### Selected extract
++++

Re: [ANNOUNCE] Release 1.18.0, release candidate #1

2023-10-06 Thread Sergey Nuyanzin
sorry for not mentioning it in previous mail

based on the reason above I'm
-1 (non-binding)

also there is one more issue [1]
which blocks all the externalised connectors testing against the most
recent commits in
to corresponding branches
[1] https://issues.apache.org/jira/browse/FLINK-33175


On Thu, Oct 5, 2023 at 11:19 PM Sergey Nuyanzin  wrote:

> Thanks for creating RC1
>
> * Downloaded artifacts
> * Built from sources
> * Verified checksums and gpg signatures
> * Verified versions in pom files
> * Checked NOTICE, LICENSE files
>
> The strange thing I faced is
> CheckpointAfterAllTasksFinishedITCase.testRestoreAfterSomeTasksFinished
> fails on AZP [1]
>
> which looks like it is related to [2], [3] fixed  in 1.18.0 (not 100%
> sure).

++++

### Data listing

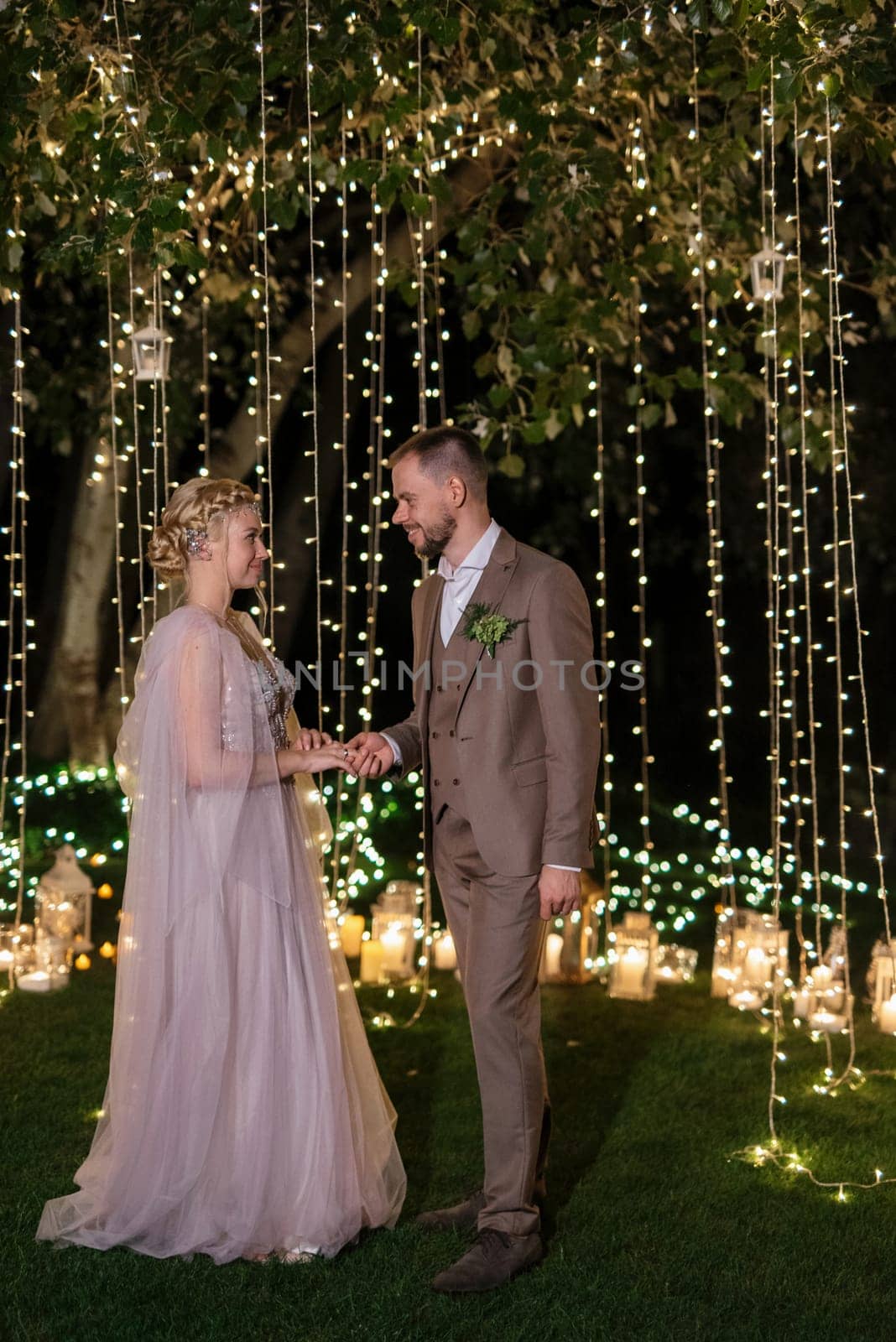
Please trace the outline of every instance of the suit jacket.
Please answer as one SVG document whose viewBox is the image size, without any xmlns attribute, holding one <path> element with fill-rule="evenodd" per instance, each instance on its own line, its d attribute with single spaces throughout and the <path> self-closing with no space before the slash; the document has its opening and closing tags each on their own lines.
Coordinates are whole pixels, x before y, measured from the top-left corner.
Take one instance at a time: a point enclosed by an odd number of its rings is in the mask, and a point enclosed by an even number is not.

++++

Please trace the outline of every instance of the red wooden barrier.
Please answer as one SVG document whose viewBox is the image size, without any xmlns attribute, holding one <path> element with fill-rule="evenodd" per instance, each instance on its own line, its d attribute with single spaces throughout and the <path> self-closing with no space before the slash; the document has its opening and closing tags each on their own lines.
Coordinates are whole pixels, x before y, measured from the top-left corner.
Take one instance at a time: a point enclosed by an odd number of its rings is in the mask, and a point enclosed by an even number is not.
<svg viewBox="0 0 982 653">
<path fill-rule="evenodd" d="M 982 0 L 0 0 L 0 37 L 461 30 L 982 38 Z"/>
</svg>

++++

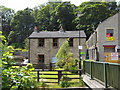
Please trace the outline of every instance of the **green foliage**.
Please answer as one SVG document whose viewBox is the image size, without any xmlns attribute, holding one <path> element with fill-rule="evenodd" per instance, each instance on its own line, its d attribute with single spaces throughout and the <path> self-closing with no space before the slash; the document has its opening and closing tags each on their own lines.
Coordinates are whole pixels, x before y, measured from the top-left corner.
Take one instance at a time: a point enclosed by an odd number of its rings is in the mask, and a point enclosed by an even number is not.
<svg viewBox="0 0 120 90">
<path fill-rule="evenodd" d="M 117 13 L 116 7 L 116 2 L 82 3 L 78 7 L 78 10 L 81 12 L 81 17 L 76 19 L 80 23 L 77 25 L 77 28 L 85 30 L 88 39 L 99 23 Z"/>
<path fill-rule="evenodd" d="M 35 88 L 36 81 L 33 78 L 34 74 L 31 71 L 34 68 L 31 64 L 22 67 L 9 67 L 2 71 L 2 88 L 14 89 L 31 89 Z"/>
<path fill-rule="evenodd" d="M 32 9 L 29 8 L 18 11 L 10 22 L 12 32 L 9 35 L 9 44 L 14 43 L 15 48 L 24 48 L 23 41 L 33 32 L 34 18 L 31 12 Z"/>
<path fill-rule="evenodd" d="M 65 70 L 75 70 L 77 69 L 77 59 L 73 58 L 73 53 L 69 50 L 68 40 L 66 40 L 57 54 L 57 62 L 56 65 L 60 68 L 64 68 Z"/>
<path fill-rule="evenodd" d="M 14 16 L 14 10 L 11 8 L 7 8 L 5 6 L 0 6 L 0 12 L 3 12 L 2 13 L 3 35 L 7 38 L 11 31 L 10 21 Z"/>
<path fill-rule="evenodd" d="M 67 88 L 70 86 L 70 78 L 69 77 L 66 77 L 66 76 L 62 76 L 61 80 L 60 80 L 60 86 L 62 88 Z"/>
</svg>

++++

### Exercise instructions
• 1. In the release-candidate thread, what vote does Sergey Nuyanzin cast on Release 1.18.0, release candidate #1?
• 2. Resume the release-candidate thread, writing on from its final sentence.

### Answers in order
• 1. -1 (non-binding)

• 2.
>
>
> [1] https://issues.apache.org/jira/browse/FLINK-33186
> [2] https://issues.apache.org/jira/browse/FLINK-32996
> [3] https://issues.apache.org/jira/browse/FLINK-32907
>
> On Tue, Oct 3, 2023 at 2:53 PM Ferenc Csaky 
> wrote:
>
>> Thanks everyone for the efforts!
>>
>> Checked the following:
>>
>> - Downloaded artifacts
>> - Built Flink from source
>> - Verified checksums/signatures
>> - Verified NOTICE, LICENSE files
>> - Deployed dummy SELECT job via SQL gateway on standalone cluster, things
>> seemed fine according to the log files
>>
>> +1 (non-binding)
>>
>> Best,
>> Ferenc
>>
>>
>> --- Original Message ---
>> On Friday, September 29th, 2023 at 22:12, Gabor Somogyi <
>> gabor.g.somo...@gmail.com> wrote:
>>
>>
>> >
>> >
>> > Thanks for the efforts!
>> >
>> > +1 (non-binding)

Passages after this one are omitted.